Text excerpt ▸
Restless legs syndrome affects both men and women of all ages. However, it is more common in women and older people.
About 35% of patients who report RLS say it started before the age of 20. This shows that this problem is common in children and adolescents. Therefore, it is important that teachers and parents are informed about the syndrome.
What Causes Restless Leg Syndrome?
The exact cause of restless leg syndrome varies from person to person. In some cases, the cause is unknown. Misdiagnosis is not unusual, as symptoms tend to come and go and can be quite mild. Many people with restless legs syndrome are thought to have a genetic link, as they have relatives who experience these feelings.
Restless legs syndrome has been linked to some medical conditions, including Parkinson’s disease, diabetes and peripheral neuropathy. Research shows that this syndrome may also be associated with low levels of iron in the body. Also, some women experience restless leg syndrome during the last stages of pregnancy. However, the symptoms will disappear on their own within four weeks after giving birth.
The basal ganglia in our brain is responsible for our voluntary movements. Messages from this area to our muscles require the production of a chemical signal transporter called dopamine. However, when the production steps of dopamine, which uses iron in its synthesis, are interrupted due to iron deficiency, involuntary muscle movements may occur.
What are the Symptoms of Restless Leg Syndrome?
The most common symptom is a feeling of discomfort that occurs while sitting or lying down and does not go away unless you move your legs. This is sometimes accompanied by cramps. Restless leg syndrome is often treated as a sleep disorder because the problem also makes it difficult to fall asleep.

Task brief ▸ Print the text on restless legs syndrome word for word, in full. The entries that come next have no connection to the text on restless legs syndrome.

(Descriptions of regions in natural language)
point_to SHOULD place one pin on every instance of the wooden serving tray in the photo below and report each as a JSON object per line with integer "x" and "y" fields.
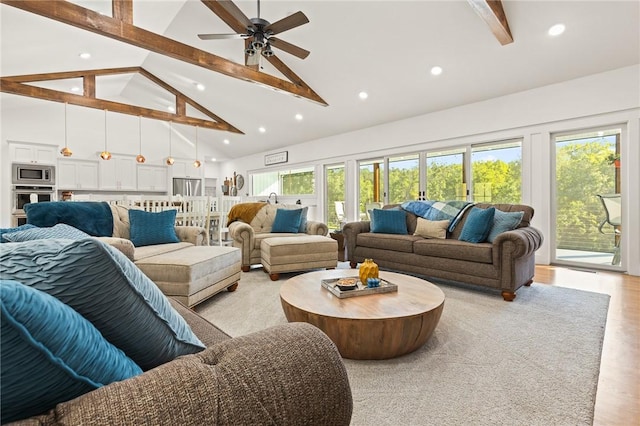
{"x": 360, "y": 290}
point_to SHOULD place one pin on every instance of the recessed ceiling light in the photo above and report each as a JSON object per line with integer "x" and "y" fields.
{"x": 556, "y": 30}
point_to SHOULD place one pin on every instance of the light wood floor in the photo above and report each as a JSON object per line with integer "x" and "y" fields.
{"x": 618, "y": 397}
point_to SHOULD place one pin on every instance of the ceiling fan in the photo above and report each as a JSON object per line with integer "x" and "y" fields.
{"x": 257, "y": 32}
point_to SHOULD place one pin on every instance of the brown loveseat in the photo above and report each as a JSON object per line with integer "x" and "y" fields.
{"x": 290, "y": 374}
{"x": 506, "y": 264}
{"x": 248, "y": 233}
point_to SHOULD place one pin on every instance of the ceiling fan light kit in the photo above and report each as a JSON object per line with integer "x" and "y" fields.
{"x": 259, "y": 32}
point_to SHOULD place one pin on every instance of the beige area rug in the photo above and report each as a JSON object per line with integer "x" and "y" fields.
{"x": 534, "y": 361}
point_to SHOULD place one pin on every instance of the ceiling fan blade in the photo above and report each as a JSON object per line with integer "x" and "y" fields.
{"x": 230, "y": 14}
{"x": 287, "y": 23}
{"x": 221, "y": 36}
{"x": 289, "y": 48}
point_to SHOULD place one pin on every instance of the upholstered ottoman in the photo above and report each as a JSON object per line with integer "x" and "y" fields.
{"x": 289, "y": 254}
{"x": 193, "y": 274}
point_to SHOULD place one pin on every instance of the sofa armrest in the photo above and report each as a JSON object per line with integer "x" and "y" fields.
{"x": 317, "y": 228}
{"x": 290, "y": 374}
{"x": 516, "y": 244}
{"x": 350, "y": 231}
{"x": 244, "y": 237}
{"x": 195, "y": 235}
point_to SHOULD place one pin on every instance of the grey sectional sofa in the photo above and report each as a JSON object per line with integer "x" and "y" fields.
{"x": 506, "y": 264}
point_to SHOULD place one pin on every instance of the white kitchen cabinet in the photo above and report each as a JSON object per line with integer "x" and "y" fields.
{"x": 152, "y": 178}
{"x": 118, "y": 173}
{"x": 77, "y": 174}
{"x": 33, "y": 153}
{"x": 184, "y": 168}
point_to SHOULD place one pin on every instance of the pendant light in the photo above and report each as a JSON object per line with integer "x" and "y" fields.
{"x": 170, "y": 159}
{"x": 66, "y": 152}
{"x": 197, "y": 163}
{"x": 105, "y": 155}
{"x": 140, "y": 158}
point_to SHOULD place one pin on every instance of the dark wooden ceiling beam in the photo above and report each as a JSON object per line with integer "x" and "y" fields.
{"x": 492, "y": 12}
{"x": 80, "y": 17}
{"x": 122, "y": 10}
{"x": 85, "y": 101}
{"x": 16, "y": 85}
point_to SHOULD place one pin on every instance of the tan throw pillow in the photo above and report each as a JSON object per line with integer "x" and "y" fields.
{"x": 431, "y": 228}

Exercise output ▸
Restless legs syndrome affects both men and women of all ages. However, it is more common in women and older people.
About 35% of patients who report RLS say it started before the age of 20. This shows that this problem is common in children and adolescents. Therefore, it is important that teachers and parents are informed about the syndrome.
What Causes Restless Leg Syndrome?
The exact cause of restless leg syndrome varies from person to person. In some cases, the cause is unknown. Misdiagnosis is not unusual, as symptoms tend to come and go and can be quite mild. Many people with restless legs syndrome are thought to have a genetic link, as they have relatives who experience these feelings.
Restless legs syndrome has been linked to some medical conditions, including Parkinson’s disease, diabetes and peripheral neuropathy. Research shows that this syndrome may also be associated with low levels of iron in the body. Also, some women experience restless leg syndrome during the last stages of pregnancy. However, the symptoms will disappear on their own within four weeks after giving birth.
The basal ganglia in our brain is responsible for our voluntary movements. Messages from this area to our muscles require the production of a chemical signal transporter called dopamine. However, when the production steps of dopamine, which uses iron in its synthesis, are interrupted due to iron deficiency, involuntary muscle movements may occur.
What are the Symptoms of Restless Leg Syndrome?
The most common symptom is a feeling of discomfort that occurs while sitting or lying down and does not go away unless you move your legs. This is sometimes accompanied by cramps. Restless leg syndrome is often treated as a sleep disorder because the problem also makes it difficult to fall asleep.